**Work to do**
Identify each line in the records below that contains the string "handle", treating uppercase and lowercase as distinct, and copy every such line.

**Records shown**
:::
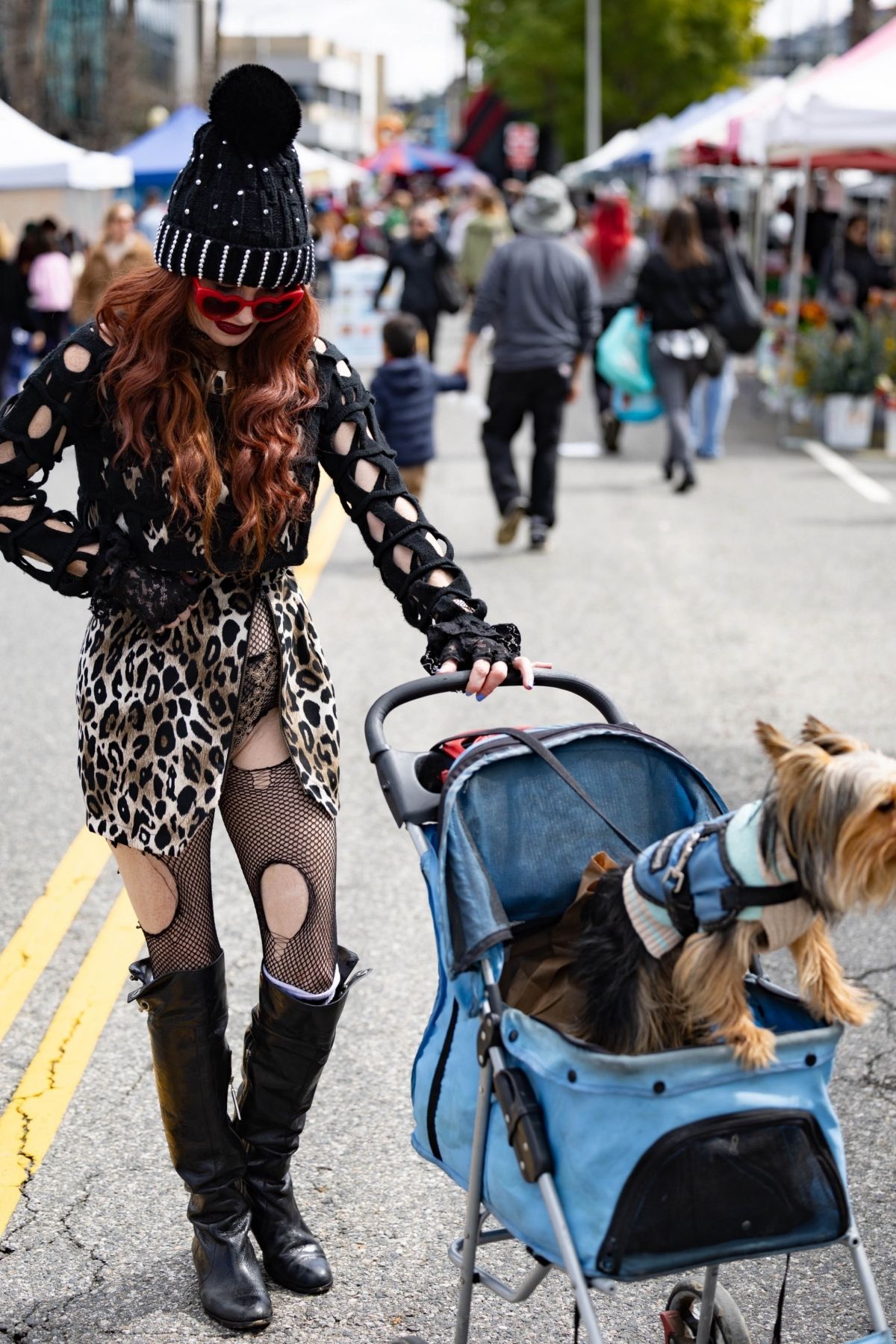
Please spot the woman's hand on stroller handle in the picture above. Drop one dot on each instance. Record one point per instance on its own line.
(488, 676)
:::
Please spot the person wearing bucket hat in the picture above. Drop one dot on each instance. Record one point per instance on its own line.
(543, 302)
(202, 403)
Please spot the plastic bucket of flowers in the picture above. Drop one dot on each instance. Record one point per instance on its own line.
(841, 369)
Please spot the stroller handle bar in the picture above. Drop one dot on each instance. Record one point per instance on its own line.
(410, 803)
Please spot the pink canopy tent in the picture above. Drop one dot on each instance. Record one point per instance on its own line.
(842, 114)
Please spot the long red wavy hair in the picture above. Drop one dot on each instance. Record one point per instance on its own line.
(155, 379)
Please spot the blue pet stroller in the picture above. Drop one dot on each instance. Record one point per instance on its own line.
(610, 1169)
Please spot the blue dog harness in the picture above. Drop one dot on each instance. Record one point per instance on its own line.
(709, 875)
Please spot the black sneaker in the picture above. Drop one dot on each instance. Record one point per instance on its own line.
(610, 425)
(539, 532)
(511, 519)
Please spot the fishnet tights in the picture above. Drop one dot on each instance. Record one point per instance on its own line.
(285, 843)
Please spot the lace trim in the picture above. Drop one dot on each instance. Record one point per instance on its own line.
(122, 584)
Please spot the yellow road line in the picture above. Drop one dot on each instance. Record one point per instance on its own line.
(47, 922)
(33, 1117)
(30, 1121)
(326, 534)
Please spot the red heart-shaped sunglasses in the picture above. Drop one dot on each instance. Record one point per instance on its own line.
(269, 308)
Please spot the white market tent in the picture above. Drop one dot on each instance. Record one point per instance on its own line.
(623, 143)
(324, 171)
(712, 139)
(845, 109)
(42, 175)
:::
**Result for this exercise**
Please spot the woman's hand on stroller handle in the picture above. Drop one dot on each instance. Record one point per instance on its own line.
Please spot the stroller handle bar in the picture above. Drop one dot on each instance. Record one point per instance on its own line.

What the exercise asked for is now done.